* _Short problem_
Please copy every line of the records below without changing anything, and leave out the pictures.

* _Available records_
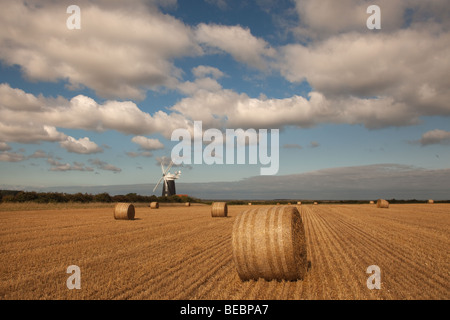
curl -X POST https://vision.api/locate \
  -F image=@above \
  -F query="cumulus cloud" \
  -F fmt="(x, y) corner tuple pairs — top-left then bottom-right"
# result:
(28, 150), (48, 159)
(0, 84), (192, 143)
(192, 65), (225, 79)
(0, 151), (26, 162)
(0, 142), (11, 151)
(415, 129), (450, 146)
(125, 151), (153, 158)
(309, 141), (320, 148)
(47, 157), (94, 172)
(59, 137), (103, 154)
(0, 0), (202, 99)
(283, 143), (303, 150)
(89, 159), (122, 173)
(195, 23), (276, 69)
(131, 136), (164, 150)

* _Result_
curl -X POST https://vision.api/locate \
  -F image=@above \
  -F query="cumulus cloud" \
  -F fmt="(x, y) corner tuple pairs — top-left then bottom-right"
# result:
(28, 150), (48, 159)
(0, 84), (192, 143)
(192, 65), (225, 79)
(0, 151), (26, 162)
(0, 142), (11, 151)
(415, 129), (450, 146)
(125, 151), (153, 158)
(309, 141), (320, 148)
(47, 157), (94, 172)
(59, 137), (103, 154)
(0, 0), (202, 99)
(283, 143), (303, 150)
(89, 159), (122, 173)
(195, 23), (276, 69)
(131, 136), (164, 150)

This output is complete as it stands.